** Opening WORKING DATA block **
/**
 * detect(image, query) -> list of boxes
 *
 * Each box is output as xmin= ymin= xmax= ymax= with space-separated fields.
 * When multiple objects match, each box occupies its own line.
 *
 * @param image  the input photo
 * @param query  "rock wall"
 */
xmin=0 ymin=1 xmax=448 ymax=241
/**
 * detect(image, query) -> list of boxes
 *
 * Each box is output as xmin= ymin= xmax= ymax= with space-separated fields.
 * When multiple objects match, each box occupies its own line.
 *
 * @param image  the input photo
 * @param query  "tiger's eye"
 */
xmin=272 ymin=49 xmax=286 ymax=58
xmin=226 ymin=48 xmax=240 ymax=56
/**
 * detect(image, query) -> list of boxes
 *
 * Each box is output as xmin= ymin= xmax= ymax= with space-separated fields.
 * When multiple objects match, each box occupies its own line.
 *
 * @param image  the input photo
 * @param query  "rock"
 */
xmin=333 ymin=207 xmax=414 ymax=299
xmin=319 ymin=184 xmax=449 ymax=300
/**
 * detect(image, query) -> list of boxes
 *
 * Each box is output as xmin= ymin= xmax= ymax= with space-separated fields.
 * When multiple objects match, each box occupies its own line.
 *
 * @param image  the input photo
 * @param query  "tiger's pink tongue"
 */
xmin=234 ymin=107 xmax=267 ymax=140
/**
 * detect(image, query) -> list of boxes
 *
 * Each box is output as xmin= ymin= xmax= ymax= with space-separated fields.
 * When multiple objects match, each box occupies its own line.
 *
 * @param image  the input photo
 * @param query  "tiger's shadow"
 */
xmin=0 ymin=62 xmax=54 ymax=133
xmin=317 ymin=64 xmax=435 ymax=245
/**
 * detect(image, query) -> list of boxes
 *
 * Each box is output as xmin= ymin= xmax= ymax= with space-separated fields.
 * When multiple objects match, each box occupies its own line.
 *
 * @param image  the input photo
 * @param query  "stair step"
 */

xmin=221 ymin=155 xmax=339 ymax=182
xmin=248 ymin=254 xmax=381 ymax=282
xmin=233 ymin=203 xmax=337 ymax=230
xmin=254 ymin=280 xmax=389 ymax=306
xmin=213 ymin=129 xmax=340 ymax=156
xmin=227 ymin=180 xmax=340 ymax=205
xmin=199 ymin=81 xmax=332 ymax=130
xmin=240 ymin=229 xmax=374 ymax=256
** Closing WORKING DATA block **
*TASK PROMPT*
Check every line above for the string "rock" and copy those that have it.

*YOUR SOLUTION*
 * @param query  "rock wall"
 * @param query  "rock"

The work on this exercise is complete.